━━ MATERIAL SUPPLIED ━━

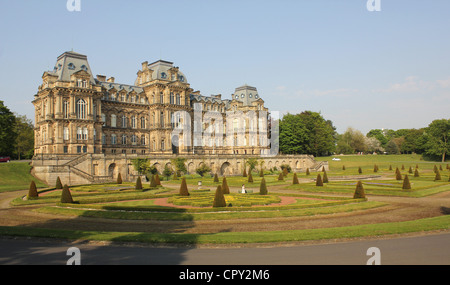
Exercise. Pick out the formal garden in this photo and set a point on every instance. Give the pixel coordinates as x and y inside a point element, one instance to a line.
<point>259,195</point>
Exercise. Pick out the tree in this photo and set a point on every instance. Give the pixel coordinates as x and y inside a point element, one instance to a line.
<point>32,192</point>
<point>250,178</point>
<point>439,134</point>
<point>359,191</point>
<point>263,187</point>
<point>66,197</point>
<point>319,181</point>
<point>225,188</point>
<point>202,169</point>
<point>295,179</point>
<point>392,148</point>
<point>183,188</point>
<point>167,172</point>
<point>406,183</point>
<point>8,133</point>
<point>306,133</point>
<point>58,183</point>
<point>219,198</point>
<point>138,183</point>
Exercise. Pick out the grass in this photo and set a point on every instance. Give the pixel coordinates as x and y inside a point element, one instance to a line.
<point>16,176</point>
<point>381,229</point>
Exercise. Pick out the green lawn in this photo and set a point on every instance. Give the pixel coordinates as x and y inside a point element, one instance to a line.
<point>16,176</point>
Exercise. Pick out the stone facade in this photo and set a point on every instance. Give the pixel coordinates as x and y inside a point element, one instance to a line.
<point>87,129</point>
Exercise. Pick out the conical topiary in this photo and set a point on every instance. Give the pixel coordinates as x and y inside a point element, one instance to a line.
<point>225,188</point>
<point>295,179</point>
<point>359,191</point>
<point>438,175</point>
<point>32,192</point>
<point>58,183</point>
<point>281,176</point>
<point>158,182</point>
<point>219,198</point>
<point>398,175</point>
<point>319,181</point>
<point>250,177</point>
<point>66,197</point>
<point>325,177</point>
<point>183,188</point>
<point>138,183</point>
<point>153,182</point>
<point>263,187</point>
<point>406,184</point>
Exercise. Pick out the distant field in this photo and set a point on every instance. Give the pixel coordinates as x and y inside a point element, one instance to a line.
<point>16,176</point>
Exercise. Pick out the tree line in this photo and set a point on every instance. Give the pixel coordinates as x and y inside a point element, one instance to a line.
<point>309,133</point>
<point>16,134</point>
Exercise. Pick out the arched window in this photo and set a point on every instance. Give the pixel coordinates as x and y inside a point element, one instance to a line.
<point>66,109</point>
<point>113,121</point>
<point>81,109</point>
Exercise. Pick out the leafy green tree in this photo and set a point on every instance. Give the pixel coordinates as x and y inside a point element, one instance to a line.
<point>8,133</point>
<point>439,134</point>
<point>307,133</point>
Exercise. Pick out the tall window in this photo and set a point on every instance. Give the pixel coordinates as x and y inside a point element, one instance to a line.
<point>66,133</point>
<point>81,109</point>
<point>66,109</point>
<point>161,119</point>
<point>85,133</point>
<point>79,134</point>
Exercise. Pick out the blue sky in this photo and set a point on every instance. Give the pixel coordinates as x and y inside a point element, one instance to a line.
<point>360,69</point>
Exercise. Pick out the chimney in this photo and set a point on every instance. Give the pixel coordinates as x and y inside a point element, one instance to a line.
<point>101,78</point>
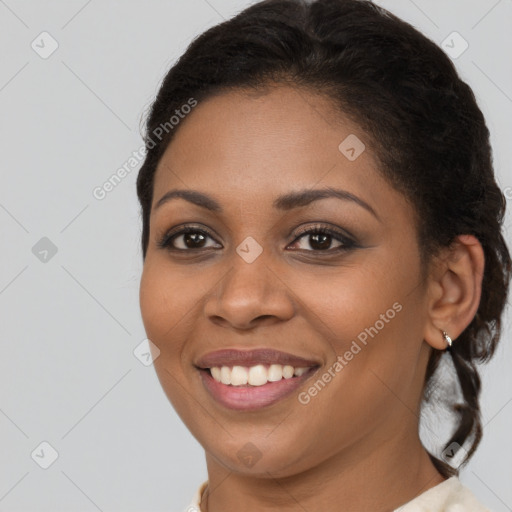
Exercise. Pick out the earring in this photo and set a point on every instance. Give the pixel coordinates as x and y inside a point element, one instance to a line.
<point>448,341</point>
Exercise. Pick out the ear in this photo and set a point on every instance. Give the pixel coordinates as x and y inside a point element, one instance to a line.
<point>454,291</point>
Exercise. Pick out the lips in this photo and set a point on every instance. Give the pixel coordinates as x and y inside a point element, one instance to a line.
<point>235,357</point>
<point>253,397</point>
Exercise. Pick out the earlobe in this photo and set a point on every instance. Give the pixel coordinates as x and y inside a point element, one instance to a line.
<point>454,291</point>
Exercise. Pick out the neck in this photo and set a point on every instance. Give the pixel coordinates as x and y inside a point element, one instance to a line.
<point>391,473</point>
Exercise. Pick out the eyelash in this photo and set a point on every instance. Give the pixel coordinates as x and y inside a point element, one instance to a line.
<point>166,241</point>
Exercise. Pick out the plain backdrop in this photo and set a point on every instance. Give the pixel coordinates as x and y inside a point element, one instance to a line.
<point>76,77</point>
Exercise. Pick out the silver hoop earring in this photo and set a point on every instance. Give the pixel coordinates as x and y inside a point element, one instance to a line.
<point>448,341</point>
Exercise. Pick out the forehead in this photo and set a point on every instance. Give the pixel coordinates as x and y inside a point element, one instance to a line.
<point>245,144</point>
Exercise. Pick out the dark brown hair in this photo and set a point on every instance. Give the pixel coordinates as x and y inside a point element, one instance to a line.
<point>422,122</point>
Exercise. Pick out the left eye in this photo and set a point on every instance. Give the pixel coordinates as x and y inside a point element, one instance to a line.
<point>320,240</point>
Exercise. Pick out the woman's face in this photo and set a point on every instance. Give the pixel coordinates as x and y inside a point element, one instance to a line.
<point>349,299</point>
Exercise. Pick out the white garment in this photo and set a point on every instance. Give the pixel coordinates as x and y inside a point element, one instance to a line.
<point>448,496</point>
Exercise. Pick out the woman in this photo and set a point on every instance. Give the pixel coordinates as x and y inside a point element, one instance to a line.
<point>321,235</point>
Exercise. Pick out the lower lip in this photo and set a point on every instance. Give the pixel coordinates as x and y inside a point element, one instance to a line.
<point>246,398</point>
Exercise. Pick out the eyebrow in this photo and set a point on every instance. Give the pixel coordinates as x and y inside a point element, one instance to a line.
<point>285,202</point>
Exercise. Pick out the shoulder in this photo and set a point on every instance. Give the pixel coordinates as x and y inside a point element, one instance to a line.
<point>448,496</point>
<point>195,504</point>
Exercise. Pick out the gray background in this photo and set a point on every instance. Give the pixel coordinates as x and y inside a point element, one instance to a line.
<point>69,324</point>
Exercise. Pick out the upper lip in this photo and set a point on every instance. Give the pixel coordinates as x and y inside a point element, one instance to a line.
<point>232,357</point>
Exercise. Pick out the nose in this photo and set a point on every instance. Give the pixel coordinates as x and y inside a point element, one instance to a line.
<point>248,295</point>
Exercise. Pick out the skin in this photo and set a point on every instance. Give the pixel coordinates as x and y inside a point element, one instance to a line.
<point>355,445</point>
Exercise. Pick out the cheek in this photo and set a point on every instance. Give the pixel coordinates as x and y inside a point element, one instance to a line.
<point>166,298</point>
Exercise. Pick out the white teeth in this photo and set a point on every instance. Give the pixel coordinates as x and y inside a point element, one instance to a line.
<point>225,375</point>
<point>255,375</point>
<point>239,375</point>
<point>288,371</point>
<point>258,375</point>
<point>275,372</point>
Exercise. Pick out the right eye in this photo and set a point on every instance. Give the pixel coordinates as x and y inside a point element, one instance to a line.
<point>190,238</point>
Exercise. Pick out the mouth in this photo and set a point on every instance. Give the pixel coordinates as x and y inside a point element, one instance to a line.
<point>249,380</point>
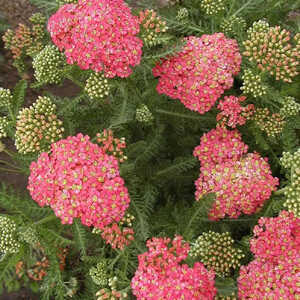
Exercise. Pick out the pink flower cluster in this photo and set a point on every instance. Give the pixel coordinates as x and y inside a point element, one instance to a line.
<point>79,180</point>
<point>199,74</point>
<point>241,182</point>
<point>232,113</point>
<point>274,274</point>
<point>98,35</point>
<point>161,276</point>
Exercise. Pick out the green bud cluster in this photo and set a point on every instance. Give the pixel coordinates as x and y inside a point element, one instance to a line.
<point>63,2</point>
<point>252,84</point>
<point>182,14</point>
<point>111,293</point>
<point>3,127</point>
<point>258,26</point>
<point>144,115</point>
<point>5,97</point>
<point>37,127</point>
<point>212,7</point>
<point>8,242</point>
<point>216,251</point>
<point>292,192</point>
<point>272,124</point>
<point>290,107</point>
<point>48,65</point>
<point>271,50</point>
<point>29,236</point>
<point>97,86</point>
<point>232,25</point>
<point>38,18</point>
<point>151,27</point>
<point>99,273</point>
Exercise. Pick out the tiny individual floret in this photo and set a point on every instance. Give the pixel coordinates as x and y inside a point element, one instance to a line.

━━━

*ACTION ITEM:*
Once the pictures are removed, repeat all of the data above exactly.

*SOLUTION TO THIS TASK:*
Exercise. Pick out the formal garden in this photo and set a point on every instance. Give the pixel coordinates as x and y inside a point element, one instance to a line.
<point>259,195</point>
Exercise. Pick out the tree in this photo and set a point on every instance. Give the pixel coordinates as x and y inside a point element, one instance to a line.
<point>32,192</point>
<point>250,178</point>
<point>439,134</point>
<point>359,191</point>
<point>263,187</point>
<point>66,197</point>
<point>319,181</point>
<point>225,188</point>
<point>202,169</point>
<point>295,179</point>
<point>392,148</point>
<point>183,188</point>
<point>167,172</point>
<point>406,183</point>
<point>8,133</point>
<point>306,133</point>
<point>58,183</point>
<point>219,198</point>
<point>138,183</point>
Exercise. Pick out the grass in this photo and set a point on every instance. Give the pixel coordinates as x and y inside a point element, one instance to a line.
<point>16,176</point>
<point>381,229</point>
Exercise. Pick out the green lawn in this photo and set a point on every instance. Give the pixel coordinates as x and y inside a point element, one instance to a line.
<point>16,176</point>
Exercise. Pick out the stone facade in this photo and set a point on every instance. Give the pixel coordinates as x and y inside a point element, one instance to a line.
<point>87,129</point>
Exercise. Pick out the conical topiary in this photo and set a point on every instance. Give the pixel coordinates as x and y inside a point element, one instance to a line.
<point>225,188</point>
<point>295,179</point>
<point>359,191</point>
<point>438,175</point>
<point>32,192</point>
<point>58,183</point>
<point>281,176</point>
<point>158,182</point>
<point>219,198</point>
<point>398,175</point>
<point>319,181</point>
<point>250,177</point>
<point>66,197</point>
<point>325,177</point>
<point>183,188</point>
<point>138,183</point>
<point>153,182</point>
<point>263,187</point>
<point>406,184</point>
Exercise. Pick out the distant field in this photo and set a point on every instance. Give the pixel coordinates as x and y inside a point element, one instance to a line.
<point>16,176</point>
Exercise. Pick out the tree line in this photo and set a point on every instance. Give the pixel coordinates as x and y inside a point element, one instance to a line.
<point>309,133</point>
<point>16,134</point>
Exercise. Pick out the arched window in this photo and set a point on every instance. Give the pixel coordinates as x and y inside a point element, one instance to a line.
<point>66,109</point>
<point>113,121</point>
<point>81,109</point>
Exercise. Pick out the leafy green tree in this photo and set a point on every instance. Give the pixel coordinates as x and y inside a point element, one instance to a line.
<point>8,133</point>
<point>439,134</point>
<point>307,133</point>
Exercise. Pick out the tall window in this photo and set a point on every instance. Give the pixel coordinates as x and y inside a point element, one instance to a line.
<point>66,133</point>
<point>81,109</point>
<point>66,109</point>
<point>161,119</point>
<point>85,133</point>
<point>79,134</point>
Exercise. Pick out the blue sky in this photo and set a point on every instance. Give the pixel coordinates as x and y inside a point element, one instance to a line.
<point>360,69</point>
Exercise. Pick out the chimney in this photo and set a point on every instance. Give the pixel coordinates as x and y inside a point element, one instance to a line.
<point>101,78</point>
Exercise. Pick out the earring in this photo and set a point on every instance. Give the pixel coordinates as x and y inside a point element, one instance to a line.
<point>448,341</point>
Exercise. Pick out the ear in this photo and set a point on every instance. Give the pixel coordinates as x and y inside a point element, one instance to a line.
<point>454,291</point>
Exercise. Pick out the lips in this photo and set a point on every instance. Give the pixel coordinates as x and y inside a point element, one instance to a line.
<point>235,357</point>
<point>253,397</point>
Exercise. Pick out the earlobe in this photo and set a point on every instance. Give the pixel coordinates as x and y inside a point element, one instance to a line.
<point>454,291</point>
Exercise. Pick out the neck in this photo and set a point on every instance. Give the pixel coordinates as x and y inside a point element, one instance to a line.
<point>391,473</point>
Exercise. Pick out the eyelash in this photo and set a point on every instance. Give the pixel coordinates as x and y inside a point element, one instance to a line.
<point>166,241</point>
Exercise. Pick out the plain backdrop in this photo and set a point on every instance. Give the pixel coordinates as x and y inside a point element, one instance to a line.
<point>76,77</point>
Exercise. Pick out the silver hoop earring in this photo and set a point on every instance. Give the pixel coordinates as x and y inside a point element, one instance to a line.
<point>448,341</point>
Exercise. Pick out the forehead in this photo and set a point on every instance. Give the pixel coordinates as x and y inside a point element, one instance to a line.
<point>245,144</point>
Exercise. Pick out the dark brown hair in this photo and set a point on every instance. Give the pixel coordinates as x and y inside a point element, one instance to a line.
<point>422,122</point>
Exercise. Pick out the left eye in this photo and set a point on every instance. Give the pixel coordinates as x and y inside a point element, one instance to a line.
<point>320,240</point>
Exercise. Pick out the woman's face in this photo and set a point on every instance. Give the pixel coordinates as x and y inside a point element, one instance to a line.
<point>349,299</point>
Exercise. Pick out the white garment in this photo and set a point on every instance. Give the pixel coordinates as x and y inside a point element, one instance to a line.
<point>448,496</point>
Exercise. Pick out the woman in this photo and set a point on every instance. Give the pixel coordinates as x and y inside a point element, one instance to a line.
<point>321,235</point>
Exercise. Pick out the lower lip in this photo and set a point on every instance. Give the pixel coordinates as x and y inside a point element, one instance to a line.
<point>246,398</point>
Exercise. Pick out the eyebrow in this photo and set a point on every instance. Give the pixel coordinates as x and y inside a point element, one instance to a line.
<point>285,202</point>
Exercise. Pick out the shoulder in this photo and set a point on every instance. Give the pixel coordinates as x and y inside a point element, one instance to a line.
<point>448,496</point>
<point>195,504</point>
Exercise. Pick out the gray background in this photo and set a point on every instance. Give the pixel coordinates as x and y inside a point element, one instance to a line.
<point>69,324</point>
Exercise. Pick out the upper lip in this photo and set a point on every instance. Give the pixel coordinates as x and y inside a point element, one instance to a line.
<point>232,357</point>
Exercise. Pick out the nose in this photo and set a point on every instance. Give the pixel coordinates as x and y inside a point element, one instance to a line.
<point>248,295</point>
Exercise. Pick out the skin in this photo and set a point on every instance. Give the pixel coordinates as x and y inside a point element, one instance to a line.
<point>355,445</point>
Exercise. Pick out the cheek in this photo and set a point on every instance. Give the pixel coordinates as x and y inside a point element, one instance to a line.
<point>166,298</point>
Exercise. Pick out the white teeth in this photo and set a point on every instance. Give the pixel coordinates as x and y inside a point element, one instance to a line.
<point>225,375</point>
<point>255,375</point>
<point>239,375</point>
<point>288,371</point>
<point>258,375</point>
<point>275,372</point>
Exercise. Pick out the right eye in this photo and set a point on every instance. Give the pixel coordinates as x and y inside a point element, one instance to a line.
<point>190,238</point>
Exercise. Pick out the mouth in this photo and set a point on every instance. Give the pixel coordinates as x and y inside a point element, one instance to a line.
<point>249,380</point>
Exercise. Pick out the pink flower cluster in this photo and set a point on every instance. Give the pixel coordinates as x and y inside a point element, one instance to a line.
<point>79,180</point>
<point>199,74</point>
<point>241,182</point>
<point>232,113</point>
<point>274,274</point>
<point>98,35</point>
<point>161,276</point>
Exercise. Pick out the green bud cluster in this photo and set a point on every instance. Give the pixel coordinates as x and y inside a point element, one instance to a line.
<point>63,2</point>
<point>252,84</point>
<point>182,14</point>
<point>111,293</point>
<point>3,127</point>
<point>258,26</point>
<point>144,115</point>
<point>5,97</point>
<point>37,127</point>
<point>212,7</point>
<point>8,242</point>
<point>216,251</point>
<point>292,192</point>
<point>272,124</point>
<point>290,107</point>
<point>48,65</point>
<point>271,50</point>
<point>29,236</point>
<point>97,86</point>
<point>232,25</point>
<point>38,18</point>
<point>151,27</point>
<point>99,273</point>
Exercise. Pick out the tiny individual floret in this photo and set a point on every instance. Give the pixel coordinates as x and y inside a point element, one instance to a line.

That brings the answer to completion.